**JOB A:** Render the entries that run from the line containing "return air vent?" through the line containing "[[[166,28],[173,27],[184,24],[183,15],[181,15],[166,19]]]", both lines included, as a two-column CSV with the headers entry_text and answer. Give one row for each entry, holding its text and its answer, with each value in a single quoted field and line breaks replaced by spaces.

── GIVEN PASSAGE

## Sample-Imagined Generator (SIG)

Here is the instruction of the source code: Sample-Imagined Generator (SIG).

Please follow the instructions below to install the required environment for running the code, and follow "STEP 2" to reproduce the experimental results presented in our paper.

## Installation

1. Install Conda virtualenv: `conda create --name sig python=3.7`
2. Activate the virtualenv: `conda activate sig`
3. Install `pip install -r requirements.txt`.
4. Download the mujoco200 binary and licence [here](https://www.roboti.us/index.html). Run `pip install mujoco-py==2.0.2.13`.
5. Run `pip install robosuite==1.4.0`

## Running

STEP1: Directly enter different folders to run corresponding task (Lift, Door, Extraction, Push and Navigation).

STEP2: Find the corresponding commands files (eg. lift_commands.txt) in different folders to run all the experimental results in our paper, taking the SAC and SM baselines under the Lift task as an example.

1. Run (1) (2) (3) (4) to execute the SIG experimental results in Figure 3.
2. Run (4) (5) to execute the experiment results in Figure 4 and Figure 7.

────

**JOB B:** In the SIG installation steps, which Python version is used to create the Conda environment?

── EXERCISE MATERIAL

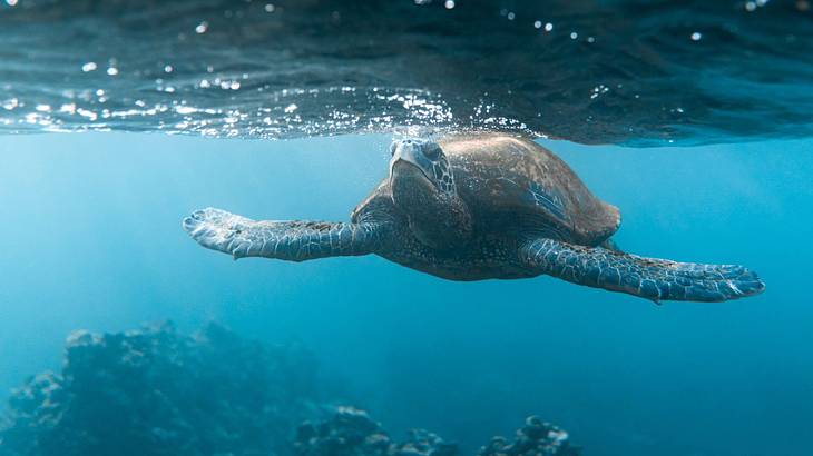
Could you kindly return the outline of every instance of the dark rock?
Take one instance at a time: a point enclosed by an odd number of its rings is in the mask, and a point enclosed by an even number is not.
[[[578,456],[580,453],[579,448],[570,445],[565,430],[529,416],[525,426],[517,430],[513,442],[493,437],[480,448],[479,456]]]
[[[403,443],[393,442],[366,412],[337,407],[327,420],[300,426],[294,444],[300,456],[457,456],[458,447],[435,434],[413,429]]]
[[[395,442],[365,412],[322,400],[315,361],[297,345],[246,341],[214,324],[196,336],[169,324],[76,331],[60,374],[13,391],[0,456],[459,456],[435,434]],[[578,452],[536,417],[515,442],[496,437],[480,450],[551,455]]]
[[[315,364],[209,325],[74,333],[61,374],[13,391],[0,455],[246,455],[290,448],[314,415]]]

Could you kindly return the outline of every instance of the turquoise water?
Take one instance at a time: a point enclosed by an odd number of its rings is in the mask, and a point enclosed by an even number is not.
[[[542,143],[624,215],[626,250],[758,271],[722,304],[548,277],[451,282],[378,257],[232,261],[180,228],[215,206],[345,220],[389,136],[290,141],[0,137],[0,390],[59,368],[77,328],[222,321],[301,340],[391,429],[467,454],[539,414],[585,455],[805,455],[813,422],[813,142],[626,149]]]

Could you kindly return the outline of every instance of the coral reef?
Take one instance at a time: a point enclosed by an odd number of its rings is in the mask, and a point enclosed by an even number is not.
[[[0,456],[459,455],[427,430],[394,442],[365,412],[324,405],[315,366],[297,345],[246,341],[215,324],[195,336],[170,324],[77,331],[60,374],[13,391]],[[578,452],[567,433],[536,417],[515,442],[496,437],[480,450],[531,455]]]
[[[505,437],[493,437],[479,456],[578,456],[579,448],[570,445],[565,430],[529,416],[525,426],[517,430],[513,442]]]
[[[393,442],[363,410],[337,407],[327,420],[304,423],[294,444],[298,456],[457,456],[458,447],[423,429]]]
[[[313,357],[209,325],[72,334],[60,375],[9,400],[0,455],[236,455],[287,452],[315,399]]]

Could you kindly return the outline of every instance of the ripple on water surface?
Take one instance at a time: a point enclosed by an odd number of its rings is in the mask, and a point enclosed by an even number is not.
[[[0,130],[804,137],[804,1],[0,3]]]

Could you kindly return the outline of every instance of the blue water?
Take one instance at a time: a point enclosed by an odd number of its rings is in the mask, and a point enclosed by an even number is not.
[[[547,277],[452,282],[378,257],[235,262],[180,229],[206,206],[344,220],[386,175],[389,141],[0,137],[0,390],[58,369],[77,328],[216,319],[302,340],[388,428],[427,427],[467,454],[529,414],[591,456],[811,453],[813,142],[543,142],[621,209],[624,249],[767,282],[722,304]]]

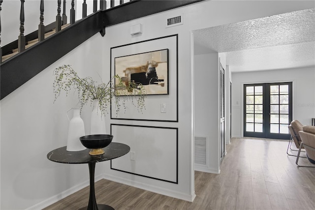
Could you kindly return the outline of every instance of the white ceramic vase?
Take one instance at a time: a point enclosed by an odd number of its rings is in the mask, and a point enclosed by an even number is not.
[[[67,117],[69,120],[67,151],[81,151],[86,149],[82,145],[79,139],[81,136],[85,136],[84,123],[80,117],[80,107],[73,107],[67,111]],[[72,110],[73,113],[71,120],[68,116],[68,112],[70,110]]]
[[[90,135],[106,134],[105,116],[102,116],[99,109],[99,101],[94,99],[93,110],[91,115]]]

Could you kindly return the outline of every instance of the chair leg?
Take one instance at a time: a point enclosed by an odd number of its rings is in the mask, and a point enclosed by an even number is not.
[[[296,161],[295,161],[295,164],[297,165],[298,166],[300,167],[315,168],[315,166],[301,166],[298,164],[298,162],[299,162],[299,157],[300,157],[300,153],[301,153],[301,149],[302,149],[302,147],[303,145],[303,142],[301,142],[301,144],[300,145],[300,148],[299,149],[299,152],[297,153],[297,156],[296,157]]]
[[[290,141],[289,141],[289,144],[287,145],[287,148],[286,149],[286,153],[288,155],[293,156],[294,157],[297,157],[297,155],[295,155],[294,154],[289,154],[289,153],[288,153],[289,148],[290,148],[290,150],[291,150],[296,151],[299,151],[298,150],[292,150],[292,149],[291,149],[291,146],[292,145],[292,141],[293,141],[293,140],[292,140],[292,137],[291,137],[290,138]],[[305,152],[305,151],[302,151],[303,152]],[[306,158],[306,157],[303,157],[303,158]]]

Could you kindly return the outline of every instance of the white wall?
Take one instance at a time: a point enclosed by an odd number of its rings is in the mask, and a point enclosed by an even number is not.
[[[311,125],[311,119],[315,116],[315,74],[314,67],[232,73],[232,136],[239,137],[243,135],[245,84],[293,82],[293,119],[298,120],[303,124]]]
[[[195,136],[208,140],[205,168],[195,169],[220,172],[219,75],[218,53],[194,56]]]

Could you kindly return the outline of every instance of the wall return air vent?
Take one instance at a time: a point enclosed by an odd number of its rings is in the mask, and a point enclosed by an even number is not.
[[[195,164],[207,165],[207,138],[195,136]]]
[[[166,28],[173,27],[184,24],[183,15],[181,15],[166,19]]]

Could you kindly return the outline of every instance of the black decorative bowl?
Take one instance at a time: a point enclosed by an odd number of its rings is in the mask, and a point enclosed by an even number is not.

────

**CORRECT OUTPUT A:**
entry_text,answer
"Could you kindly return the outline of every instance of the wall return air vent? Take one instance at a time: a point enclosed by an odd number of its rings is in the mask, and a point enclosed by an even number is not.","[[[195,164],[207,165],[207,138],[195,136]]] [[[166,28],[173,27],[184,24],[183,15],[181,15],[166,19]]]"

**CORRECT OUTPUT B:** Python 3.7.